▶ _Aim of the exercise_:
Reproduce only the lines of the data from the one containing "Referring to the screen below, point out where the reflection" through the end of the data, inclusive, replacing "sky" with "clouds" and leaving all else unchanged.

——

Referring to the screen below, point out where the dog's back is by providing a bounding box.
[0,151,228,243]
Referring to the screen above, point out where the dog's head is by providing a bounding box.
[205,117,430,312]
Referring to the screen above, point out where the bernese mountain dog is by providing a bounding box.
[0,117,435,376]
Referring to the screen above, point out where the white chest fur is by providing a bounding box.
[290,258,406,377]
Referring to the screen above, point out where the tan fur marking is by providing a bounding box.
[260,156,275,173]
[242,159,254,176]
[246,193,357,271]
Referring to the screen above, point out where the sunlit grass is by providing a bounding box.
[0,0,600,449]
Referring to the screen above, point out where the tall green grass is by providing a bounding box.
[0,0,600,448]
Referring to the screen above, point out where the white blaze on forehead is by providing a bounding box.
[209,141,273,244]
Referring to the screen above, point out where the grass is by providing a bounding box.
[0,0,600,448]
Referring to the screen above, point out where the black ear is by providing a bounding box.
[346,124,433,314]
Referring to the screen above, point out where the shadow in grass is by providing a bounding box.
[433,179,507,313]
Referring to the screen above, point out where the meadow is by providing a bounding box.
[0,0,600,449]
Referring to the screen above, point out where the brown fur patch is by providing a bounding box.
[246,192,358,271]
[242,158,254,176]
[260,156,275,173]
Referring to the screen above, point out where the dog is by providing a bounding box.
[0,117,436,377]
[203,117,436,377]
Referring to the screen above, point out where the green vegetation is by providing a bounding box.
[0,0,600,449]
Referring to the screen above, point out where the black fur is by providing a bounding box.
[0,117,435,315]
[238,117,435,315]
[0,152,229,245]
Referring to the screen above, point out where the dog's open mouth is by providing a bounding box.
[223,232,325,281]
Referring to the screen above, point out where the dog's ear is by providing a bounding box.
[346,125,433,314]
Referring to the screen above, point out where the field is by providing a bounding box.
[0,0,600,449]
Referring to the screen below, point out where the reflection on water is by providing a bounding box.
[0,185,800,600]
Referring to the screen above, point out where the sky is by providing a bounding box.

——

▶ _The solution_:
Referring to the screen below, point out where the reflection on water is by providing a bounding box.
[0,185,800,600]
Referring to the screen above, point out where the clouds is by providing a bounding box.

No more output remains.